======== Excerpt to read
My Favorite Burger

 

When I was a vegetarian I ate a lot of Morningstar burger patties and fed the kids their chik'n nuggets (they taste just like regular chicken nuggets). When I became a vegan, I realized those aren't vegan products and started buying the more expensive vegan options.  I never felt the processed vegan patties lived up to their expensive price tag and didn't eat many burgers until I discovered this recipe....

Ingredients:

2 cups vegetable broth

1/3 cup bulgar wheat (found in the natural grain section of grocery store)

1 cup of textured vegetable protein (TVP)

1/2 yellow onion

1 tbsp oil

1 tsp salt

4-6 mushrooms (any variety)

1/2 black beans (I used leftover kidney beans)

1 tbsp tomato paste

1 tsp cumin

1 tbsp vegan Worcestershire sauce (I like The Wizard's brand)

1 cup vital wheat gluten flour (holds the burgers together)

1/2 cup nutritional yeast

 

I used 4 oz of tempeh, cut into small pieces and boiled in a cup of vegetable broth instead of TVP. I drained the vegetable broth before adding it into the recipe.

You can find TVP in the natural food section

 

These burgers hold together very well while cooking and assembling.

 

 

 I eat mine with arugula lettuce, mustard and vegan mayo

This burger is healthier and cheaper than the prepackaged options.

Enjoy!
================
======== Material supplied
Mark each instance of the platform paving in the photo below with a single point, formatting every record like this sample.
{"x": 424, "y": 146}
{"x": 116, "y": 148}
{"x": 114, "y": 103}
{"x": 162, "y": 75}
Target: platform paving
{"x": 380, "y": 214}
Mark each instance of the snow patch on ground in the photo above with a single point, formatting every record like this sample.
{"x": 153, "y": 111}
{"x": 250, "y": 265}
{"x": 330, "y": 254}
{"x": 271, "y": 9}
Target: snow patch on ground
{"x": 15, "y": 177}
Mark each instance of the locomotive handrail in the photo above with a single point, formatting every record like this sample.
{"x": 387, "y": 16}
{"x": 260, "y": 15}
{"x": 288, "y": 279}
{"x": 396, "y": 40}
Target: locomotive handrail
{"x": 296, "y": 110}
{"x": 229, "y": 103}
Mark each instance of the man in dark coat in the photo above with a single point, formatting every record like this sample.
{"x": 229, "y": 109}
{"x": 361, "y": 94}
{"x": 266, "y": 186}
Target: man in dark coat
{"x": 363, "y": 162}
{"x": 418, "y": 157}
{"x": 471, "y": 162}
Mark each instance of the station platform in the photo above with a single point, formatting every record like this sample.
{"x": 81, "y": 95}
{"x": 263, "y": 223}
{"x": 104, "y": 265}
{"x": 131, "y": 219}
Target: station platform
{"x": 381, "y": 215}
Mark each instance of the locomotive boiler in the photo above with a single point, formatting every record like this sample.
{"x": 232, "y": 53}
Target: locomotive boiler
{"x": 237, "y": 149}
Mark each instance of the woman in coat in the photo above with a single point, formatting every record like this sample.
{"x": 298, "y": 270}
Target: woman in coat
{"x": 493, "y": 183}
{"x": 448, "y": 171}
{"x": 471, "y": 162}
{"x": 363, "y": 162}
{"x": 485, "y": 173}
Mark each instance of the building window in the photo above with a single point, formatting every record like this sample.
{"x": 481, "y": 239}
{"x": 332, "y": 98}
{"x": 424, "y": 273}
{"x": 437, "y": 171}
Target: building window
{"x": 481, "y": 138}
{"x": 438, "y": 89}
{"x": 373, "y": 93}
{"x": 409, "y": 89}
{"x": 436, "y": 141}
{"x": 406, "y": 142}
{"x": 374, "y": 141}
================
What is needed: Please resume the vegan burger recipe post above the data, writing on from its last line.

Response to this task:
Recipe from Tofu Guru-watch her make it below

Full recipe:

2 cups vegetable broth

1/3 cup bulgar wheat

1 cup TVP

½ cup yellow onion, chopped

1 tbsp vegetable oil

1 tsp salt

4-6 cremini mushrooms, chopped

½ cup black beans, cooled

1 tbsp tomato paste

1 tsp cumin

1 tsp vegan Worcestershire sauce

½ cup nutritional yeast

1 cup vital wheat gluten flour

 

In a small saucepan, add in 1 cup vegetable broth and bulgar wheat.  Bring to a boil on med-high heat. Cover, lower the heat, and simmer until fully cooked.

 

In another saucepan, bring 1 cup of vegetable broth to a boil, then add in TVP to rehydrate.  Turn off the heat.

 

Add oil to a skillet on medium heat and cook onion with salt until transparent.  Add in mushrooms and cook for about 4 more minutes.

 

In a food processor, add in black beans, tomato paste, cumin, and cooked onion and mushrooms.  As it’s blending add in vegan Worcestershire sauce.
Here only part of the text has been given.